— Start of Text provided —

The prize was awarded last month. One of the Blake judges,
senior lecturer in visual art at the Australian Catholic
University, Judith Carroll, described Linking back as “deeply
spiritual”, praising its simplicity and elegance.
Derz, 24, said she wanted to convey a feeling of mystery
and wonder and to inspire contemplation with the work.
Linking back consists of three panels, each featuring a
digital image face-mounted behind perspex, which gives the
work a dense feel and reflects the viewer back into it.
“I’m definitely someone that thinks too much
… that’s why I want to produce works that are
more meditative. It’s my own desire to break down
those mental boundaries.”
She said she also wanted the hushed, introspective work
to have an “enclosing feeling”.
“My work is certainly wanting to approach that sort
of hidden-ness … being torn between [elements of light
and dark], or living in a sort of environment which is surrounded
by so much difficulty. That is what I’m trying to
grapple with.”
Although she doesn’t belong to any religious tradition,
spirituality is a recurring theme in her work. Sufi poet
Jelaluddin Rumi was one of the sources of inspiration for
Linking back.
Derz said she was particularly interested in Rumi’s
notion of being in the world and connected to it, but also
being separate from it, a theme she has researched this
year.

— End of Text provided —
— Start of Given records —

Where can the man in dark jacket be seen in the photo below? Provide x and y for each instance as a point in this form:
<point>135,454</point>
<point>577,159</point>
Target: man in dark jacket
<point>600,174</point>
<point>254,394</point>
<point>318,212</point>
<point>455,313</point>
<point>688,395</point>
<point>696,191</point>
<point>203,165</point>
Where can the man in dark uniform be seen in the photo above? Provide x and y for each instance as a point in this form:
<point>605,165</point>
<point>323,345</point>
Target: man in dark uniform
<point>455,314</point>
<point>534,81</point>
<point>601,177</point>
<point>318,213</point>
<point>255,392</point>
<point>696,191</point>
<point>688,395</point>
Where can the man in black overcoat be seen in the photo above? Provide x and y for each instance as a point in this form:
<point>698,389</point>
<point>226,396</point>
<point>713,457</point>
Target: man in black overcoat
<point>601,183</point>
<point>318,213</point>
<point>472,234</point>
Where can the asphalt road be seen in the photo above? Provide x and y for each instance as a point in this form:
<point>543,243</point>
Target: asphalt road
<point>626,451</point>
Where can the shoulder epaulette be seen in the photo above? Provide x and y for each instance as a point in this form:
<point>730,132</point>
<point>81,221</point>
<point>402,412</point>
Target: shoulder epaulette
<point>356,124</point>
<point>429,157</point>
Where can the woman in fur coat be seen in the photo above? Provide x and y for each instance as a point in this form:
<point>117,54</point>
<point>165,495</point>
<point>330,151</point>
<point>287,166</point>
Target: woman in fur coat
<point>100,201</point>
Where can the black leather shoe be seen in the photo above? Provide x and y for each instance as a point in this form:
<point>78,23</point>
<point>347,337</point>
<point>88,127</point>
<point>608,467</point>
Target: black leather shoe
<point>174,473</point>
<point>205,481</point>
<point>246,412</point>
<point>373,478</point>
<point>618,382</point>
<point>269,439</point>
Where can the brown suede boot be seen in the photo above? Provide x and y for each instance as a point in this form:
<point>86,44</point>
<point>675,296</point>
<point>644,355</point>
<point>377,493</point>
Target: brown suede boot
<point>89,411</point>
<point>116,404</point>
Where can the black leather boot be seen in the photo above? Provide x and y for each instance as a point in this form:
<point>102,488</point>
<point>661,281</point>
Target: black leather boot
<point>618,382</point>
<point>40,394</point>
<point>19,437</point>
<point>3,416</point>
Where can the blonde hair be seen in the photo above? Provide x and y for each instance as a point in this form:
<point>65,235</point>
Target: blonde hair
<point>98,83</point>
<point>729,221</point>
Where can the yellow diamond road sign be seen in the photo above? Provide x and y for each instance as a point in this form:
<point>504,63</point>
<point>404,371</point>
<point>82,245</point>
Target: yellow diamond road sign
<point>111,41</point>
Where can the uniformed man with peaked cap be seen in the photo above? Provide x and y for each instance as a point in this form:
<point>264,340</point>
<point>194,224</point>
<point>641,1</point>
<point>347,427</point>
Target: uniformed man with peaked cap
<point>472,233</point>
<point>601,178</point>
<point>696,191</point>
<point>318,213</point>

— End of Given records —

— Short exercise 1 —
Translate this sentence from the article about Linking back into Spanish: "Sufi poet Jelaluddin Rumi was one of the sources of inspiration for Linking back."
— Short exercise 2 —
According to the article about Linking back, what does each of the work's three panels feature?

— Response 1 —
El poeta sufí Jelaluddin Rumi fue una de las fuentes de inspiración de Linking back.

— Response 2 —
Each panel features a digital image face-mounted behind perspex.